▸ Exercise requirements:
Quote the data below in full, minus the images.

▸ Data to process:
[START]
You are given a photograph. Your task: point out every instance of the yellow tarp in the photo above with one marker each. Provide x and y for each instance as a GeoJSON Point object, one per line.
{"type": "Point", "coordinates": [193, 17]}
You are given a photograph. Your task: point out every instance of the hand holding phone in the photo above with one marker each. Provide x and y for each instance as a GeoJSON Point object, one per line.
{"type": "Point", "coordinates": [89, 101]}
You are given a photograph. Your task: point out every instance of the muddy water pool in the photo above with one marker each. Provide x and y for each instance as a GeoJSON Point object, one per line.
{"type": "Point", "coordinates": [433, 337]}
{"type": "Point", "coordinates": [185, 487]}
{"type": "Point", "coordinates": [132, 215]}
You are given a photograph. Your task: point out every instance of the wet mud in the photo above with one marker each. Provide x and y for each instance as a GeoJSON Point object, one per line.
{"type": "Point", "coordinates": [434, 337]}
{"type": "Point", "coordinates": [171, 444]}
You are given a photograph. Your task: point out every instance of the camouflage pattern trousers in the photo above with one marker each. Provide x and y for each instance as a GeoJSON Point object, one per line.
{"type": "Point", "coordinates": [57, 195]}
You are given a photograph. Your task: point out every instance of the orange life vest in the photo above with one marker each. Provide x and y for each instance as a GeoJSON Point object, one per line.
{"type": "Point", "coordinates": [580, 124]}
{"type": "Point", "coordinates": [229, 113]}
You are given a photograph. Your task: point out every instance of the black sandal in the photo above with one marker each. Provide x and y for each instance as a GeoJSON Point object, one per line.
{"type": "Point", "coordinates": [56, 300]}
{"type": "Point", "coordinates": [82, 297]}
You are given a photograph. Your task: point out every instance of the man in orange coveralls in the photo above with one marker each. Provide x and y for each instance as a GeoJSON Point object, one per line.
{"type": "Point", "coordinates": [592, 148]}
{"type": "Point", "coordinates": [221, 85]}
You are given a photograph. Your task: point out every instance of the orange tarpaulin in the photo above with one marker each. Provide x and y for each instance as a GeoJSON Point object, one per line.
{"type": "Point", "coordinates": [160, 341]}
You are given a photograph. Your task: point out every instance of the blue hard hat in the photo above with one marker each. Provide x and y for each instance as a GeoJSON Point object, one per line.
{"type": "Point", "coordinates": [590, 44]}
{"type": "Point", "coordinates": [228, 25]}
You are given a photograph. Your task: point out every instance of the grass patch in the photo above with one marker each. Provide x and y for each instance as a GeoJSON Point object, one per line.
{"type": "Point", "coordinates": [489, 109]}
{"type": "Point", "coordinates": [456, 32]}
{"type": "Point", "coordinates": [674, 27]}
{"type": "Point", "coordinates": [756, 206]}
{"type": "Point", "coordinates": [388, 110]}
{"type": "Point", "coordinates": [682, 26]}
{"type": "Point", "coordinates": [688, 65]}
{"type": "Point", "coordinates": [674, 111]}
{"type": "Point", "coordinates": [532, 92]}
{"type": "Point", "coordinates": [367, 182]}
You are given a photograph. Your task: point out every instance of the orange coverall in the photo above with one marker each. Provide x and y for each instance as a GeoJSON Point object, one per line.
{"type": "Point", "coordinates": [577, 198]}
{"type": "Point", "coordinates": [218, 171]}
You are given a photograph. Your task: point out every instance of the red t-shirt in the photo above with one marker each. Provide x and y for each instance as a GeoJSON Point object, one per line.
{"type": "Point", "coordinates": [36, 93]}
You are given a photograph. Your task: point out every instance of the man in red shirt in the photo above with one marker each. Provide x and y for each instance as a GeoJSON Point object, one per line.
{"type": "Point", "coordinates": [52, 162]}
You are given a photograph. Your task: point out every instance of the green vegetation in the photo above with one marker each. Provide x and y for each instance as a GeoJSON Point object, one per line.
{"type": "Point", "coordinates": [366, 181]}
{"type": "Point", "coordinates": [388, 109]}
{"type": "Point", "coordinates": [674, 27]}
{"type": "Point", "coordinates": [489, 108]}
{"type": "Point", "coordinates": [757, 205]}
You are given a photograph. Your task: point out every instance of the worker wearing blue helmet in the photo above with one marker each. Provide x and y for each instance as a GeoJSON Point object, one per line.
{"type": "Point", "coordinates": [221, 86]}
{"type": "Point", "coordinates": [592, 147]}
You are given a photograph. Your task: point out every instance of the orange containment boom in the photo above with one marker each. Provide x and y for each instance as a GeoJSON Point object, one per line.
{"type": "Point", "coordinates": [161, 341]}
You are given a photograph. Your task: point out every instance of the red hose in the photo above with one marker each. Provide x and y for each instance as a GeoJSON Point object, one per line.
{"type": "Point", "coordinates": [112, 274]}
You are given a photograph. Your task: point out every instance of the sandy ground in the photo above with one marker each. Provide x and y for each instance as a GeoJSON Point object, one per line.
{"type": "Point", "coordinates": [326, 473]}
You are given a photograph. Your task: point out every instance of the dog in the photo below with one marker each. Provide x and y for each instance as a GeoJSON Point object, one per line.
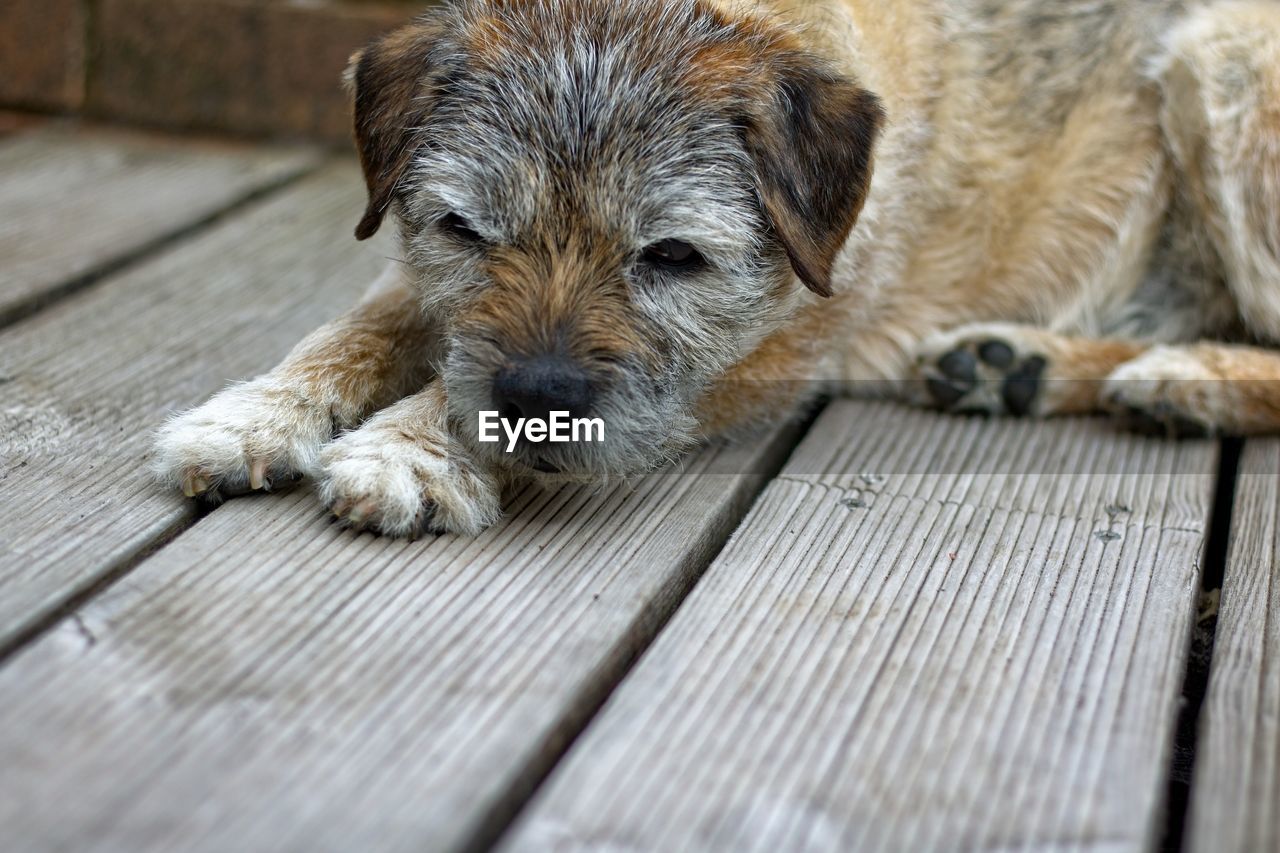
[END]
▸ Written response:
You are given a photograph. Your task: point out every instance of the yellow tarp in the photo above with one marker each. Provide x and y for each instance as a GeoJSON Point object, one per line.
{"type": "Point", "coordinates": [193, 17]}
You are given a photograph. Your task: point out every instance of the hand holding phone in the photo above with one marker each. Provide x and y for each instance as a GeoJSON Point object, one per line.
{"type": "Point", "coordinates": [89, 101]}
You are given a photograph. Your task: point out every instance of the muddy water pool in the photo above with one marker each. Provide x and y for each instance as a GeoJSON Point object, one per line.
{"type": "Point", "coordinates": [433, 337]}
{"type": "Point", "coordinates": [185, 487]}
{"type": "Point", "coordinates": [132, 215]}
You are given a photograph. Your task: point out every instance of the wet mud in the photo above with one marker each. Provide x and y for each instance as a GeoJSON Point object, one per line.
{"type": "Point", "coordinates": [434, 337]}
{"type": "Point", "coordinates": [171, 444]}
You are given a photograph. Your task: point out every instance of the camouflage pattern trousers in the photo above with one marker each. Provide x and y for each instance as a GeoJSON Point object, one per line.
{"type": "Point", "coordinates": [57, 195]}
You are given a photograph. Your task: point out every instance of the orange life vest in the photo above with one marker each. Provide x and y for each instance as a GeoJSON Point object, one per line.
{"type": "Point", "coordinates": [580, 124]}
{"type": "Point", "coordinates": [229, 113]}
You are given a photograph. Your task: point out every instance of the black sandal in the photo above with one marker each. Provide x and y for each instance as a GeoJSON Point object, one per line.
{"type": "Point", "coordinates": [56, 300]}
{"type": "Point", "coordinates": [82, 297]}
You are given a photograph. Your task: point out every instance of the man in orange coveralls in the photo above with one marker each. Provide x and y for each instance as a GeoJSON Point object, one per line.
{"type": "Point", "coordinates": [592, 148]}
{"type": "Point", "coordinates": [221, 85]}
You are given a photograph. Your task: point out every instance of the orange tarpaulin in the photo above with one marker each. Provide x and y for each instance as a GeoJSON Point object, one per line.
{"type": "Point", "coordinates": [160, 341]}
You are given a photograph. Your task: point out every instance of the blue hard hat in the photo above with one marker each. Provide x and y for each instance as a GeoJSON Point object, one per line.
{"type": "Point", "coordinates": [590, 44]}
{"type": "Point", "coordinates": [228, 25]}
You are given a photograph. Your task: point out every instance of the grass patch in the photo above with one marker each. Provide x and y for each instance as a GeoJSON Point object, one per line.
{"type": "Point", "coordinates": [489, 109]}
{"type": "Point", "coordinates": [456, 32]}
{"type": "Point", "coordinates": [674, 27]}
{"type": "Point", "coordinates": [756, 206]}
{"type": "Point", "coordinates": [388, 110]}
{"type": "Point", "coordinates": [682, 26]}
{"type": "Point", "coordinates": [688, 65]}
{"type": "Point", "coordinates": [674, 111]}
{"type": "Point", "coordinates": [532, 92]}
{"type": "Point", "coordinates": [367, 182]}
You are given a photograph. Your task: point out every instance of the orange coverall in the photo above with one marker each. Provide x and y for each instance as a GeoJSON Point object, one per line.
{"type": "Point", "coordinates": [577, 198]}
{"type": "Point", "coordinates": [218, 171]}
You are given a photograph. Your task: point out every instance of the red t-shirt in the photo above with one marker each. Provide x and y for each instance as a GeoJSON Point object, one per line.
{"type": "Point", "coordinates": [36, 93]}
You are given a photograph. Your task: point out every instance of the man in red shirt in the photo above with one marker each. Provide x and y for each instance as a GeoJSON Point object, one per line.
{"type": "Point", "coordinates": [52, 162]}
You are given a photograph. Your task: point out every instance of the green vegetation in the photo above with one marker each. Provide x and y for each instance as a GeoJSON Point object, one per line.
{"type": "Point", "coordinates": [366, 181]}
{"type": "Point", "coordinates": [388, 109]}
{"type": "Point", "coordinates": [674, 27]}
{"type": "Point", "coordinates": [489, 108]}
{"type": "Point", "coordinates": [757, 205]}
You are given a photograph. Your task: point out every instance of the worker wearing blue helmet in the photo above with one marker each. Provide x and y for each instance as a GeoJSON Point object, one per line.
{"type": "Point", "coordinates": [221, 86]}
{"type": "Point", "coordinates": [592, 147]}
You are given a photograph. Your task: point out every instance of the orange containment boom in the photo above with one marker each. Provide x and y for each instance as a GeoJSON Point object, one per line.
{"type": "Point", "coordinates": [161, 341]}
You are given a photograph. Your task: point out every instance of the red hose in the photo above with one marker each. Provide x and y for each instance as a GeoJSON Point object, one per line.
{"type": "Point", "coordinates": [112, 274]}
You are given a photograph. Your task: point out every instance of the sandy ground in the photo above with one marker each. Provide x and y for each instance as a GeoJSON Point object, one per line.
{"type": "Point", "coordinates": [326, 473]}
You are given a photograph. Your task: point out every instance of the dog in the photo below with one marker each. Provide x and y for each instance as a GeoJSON Point object, one per line.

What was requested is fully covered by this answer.